EXERCISE A => Copy out the records word for word, from the line containing "Tag every instance of the donkey's ear" through the end of the records, and nothing more.

Picture this: a hi-tech container right in the middle of Karlsplatz, one
of Vienna's historic squares. It's the Nike Infobox: a slick,
demountable, walk-in container, two semi-transparent floors, dynamic
shapes and a red plastic cover. On the outer windows a curious sign
attracts the attention of passersby: "This square will soon be called
Nikeplatz. Come inside to find out more". Over the last month, the plan
to change the square's name has also been advertised on a website:
http://www.nikeground.com, while thousands of brochures were distributed
all over the city.
Inside the Infobox a charming couple of Nike-dressed twins welcomes curious citizens, and explains to them the revolutionary Nike Ground campaign: "Nike is introducing its legendary brand into squares, streets, parks and boulevards: Nikesquare, Nikestreet, Piazzanike, Plazanike or Nikestrasse will appear in major world capitals over the coming years!".
A 3D project displayed in the Infobox gives information about a giant sculpture to be placed in the Karlsplatsz ? or Nikesplatz ? from next year. It is a giant sculpture of Nike's famous logo, a "Swoosh", a 36 meter long by 18 meter high monument supposedly made from "special steel covered with a revolutionary red resin made from recycled sneaker soles".
Not surprisingly, many Viennese are puzzled and concerned at seeing a historic square sold by the City to a multinational without prior consultation. Thus, immediately after the container is assembled and open to the public, handwritten letters and emails begin to jam the inboxes of local and national Austrian newspapers. After a short inquiry, the press uncover that both Nike and the City of Vienna deny any responsibility for Nike Ground. While Nike issues a press release alleging trademark infringement, the City reassures the public by saying that "following World War II street names cannot be modified, unless they look very similar to others".

SUPPLIED MATERIAL =>
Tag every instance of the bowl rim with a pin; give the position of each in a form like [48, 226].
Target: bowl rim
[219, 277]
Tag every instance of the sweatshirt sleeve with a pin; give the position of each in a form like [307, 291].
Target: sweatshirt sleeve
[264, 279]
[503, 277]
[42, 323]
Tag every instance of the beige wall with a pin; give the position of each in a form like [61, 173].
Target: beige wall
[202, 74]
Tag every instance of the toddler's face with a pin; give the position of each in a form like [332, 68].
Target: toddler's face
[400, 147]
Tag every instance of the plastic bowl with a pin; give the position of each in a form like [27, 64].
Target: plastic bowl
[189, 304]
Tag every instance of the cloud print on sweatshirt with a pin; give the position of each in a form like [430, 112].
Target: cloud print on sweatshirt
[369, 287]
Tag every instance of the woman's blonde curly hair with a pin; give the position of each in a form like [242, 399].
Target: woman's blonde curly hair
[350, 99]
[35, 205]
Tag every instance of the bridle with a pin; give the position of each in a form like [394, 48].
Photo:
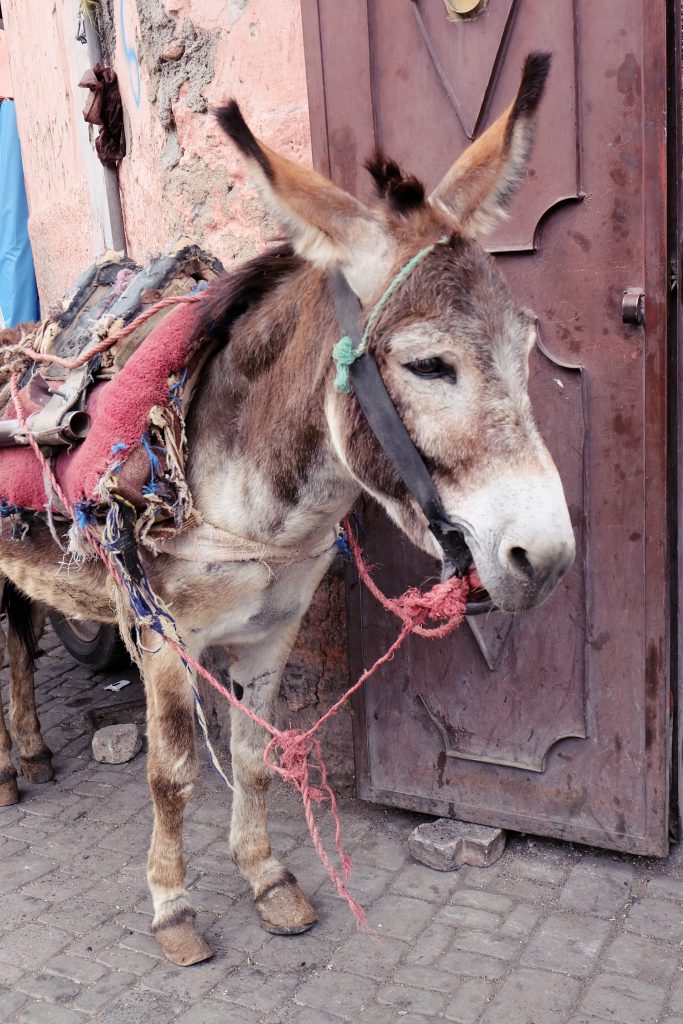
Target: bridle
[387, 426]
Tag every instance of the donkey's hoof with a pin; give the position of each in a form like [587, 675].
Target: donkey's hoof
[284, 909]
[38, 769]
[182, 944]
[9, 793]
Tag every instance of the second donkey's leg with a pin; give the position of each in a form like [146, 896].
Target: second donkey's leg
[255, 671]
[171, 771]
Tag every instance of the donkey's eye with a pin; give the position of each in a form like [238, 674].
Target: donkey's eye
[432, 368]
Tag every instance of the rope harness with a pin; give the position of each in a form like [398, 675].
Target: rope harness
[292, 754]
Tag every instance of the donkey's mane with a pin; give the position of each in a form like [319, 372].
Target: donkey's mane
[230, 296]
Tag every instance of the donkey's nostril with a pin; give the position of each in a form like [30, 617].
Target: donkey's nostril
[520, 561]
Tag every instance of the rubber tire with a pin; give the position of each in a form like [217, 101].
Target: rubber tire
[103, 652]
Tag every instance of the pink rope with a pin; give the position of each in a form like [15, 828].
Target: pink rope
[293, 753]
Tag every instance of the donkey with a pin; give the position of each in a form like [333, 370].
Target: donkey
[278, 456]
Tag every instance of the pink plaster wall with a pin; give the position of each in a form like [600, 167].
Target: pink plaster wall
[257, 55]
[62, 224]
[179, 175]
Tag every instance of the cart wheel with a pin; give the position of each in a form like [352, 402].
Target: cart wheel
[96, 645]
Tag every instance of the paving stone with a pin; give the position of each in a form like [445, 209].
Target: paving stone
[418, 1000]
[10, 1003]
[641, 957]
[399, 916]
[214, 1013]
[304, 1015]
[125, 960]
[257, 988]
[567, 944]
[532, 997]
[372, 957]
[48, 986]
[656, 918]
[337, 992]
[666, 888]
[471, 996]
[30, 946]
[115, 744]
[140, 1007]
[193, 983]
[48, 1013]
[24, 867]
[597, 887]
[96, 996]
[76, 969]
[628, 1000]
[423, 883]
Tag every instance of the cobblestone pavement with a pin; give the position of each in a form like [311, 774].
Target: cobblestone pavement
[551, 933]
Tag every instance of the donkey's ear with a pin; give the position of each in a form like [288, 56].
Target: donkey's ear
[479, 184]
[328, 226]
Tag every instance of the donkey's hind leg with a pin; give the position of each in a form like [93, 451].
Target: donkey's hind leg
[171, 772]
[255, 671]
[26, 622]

EXERCISE B => Continue the text about the Nike Ground campaign on Vienna's Karlsplatz from the point where it stops.

ANSWER A =>
Tag every instance of the donkey's ear with a pin; give the position of each in a form like [288, 56].
Target: donkey's ear
[479, 184]
[328, 226]
Tag every instance of the donkey's hind leg with a pin; give the position of each in a form like [93, 451].
Target: donkey's hind leg
[171, 772]
[255, 671]
[26, 622]

ANSWER B =>
This almost unbelievable trick is the work of the organization known as 0100101110101101.ORG, and this time it is played on a whole city. Eva Mattes, their spokeswoman, explains: "For this work, we wanted to use the entire city as a stage for a huge urban performance, a sort of theatre show for an unaware audience/cast. We wanted to produce a collective hallucination capable of altering people's perception of the city in this total, immersive way". Thus 0100101110101101.ORG continues its history of works meant to be told instead of being seen; works which pose the problem of an art which is mythopoetic.
The whole performance has been realized in cooperation with Public Netbase, the Vienna netculture institution. Konrad Becker, director of Public Netbase, explains: "It is our duty to directly intervene into urban and media space, to bring up the issues of symbolic domination in public space by private interests. We see Nike Ground as a statement for the artistic freedom to manipulate the symbols of everyday life".
Naturally, not all of the reactions were so enthusiastic. Amongst the letters published in newspapers, one Viennese commented: "It is a scandal that while in the US Nike had to pay 1.5 million dollars for misleading the consumer with false advertising, in Vienna we decide to build a monument to a corporation which is still making a large use of sweatshops". Another one added: "The Viennese schnitzel might not be as fancy but it is surely tastier than their meaningless plastic swoosh".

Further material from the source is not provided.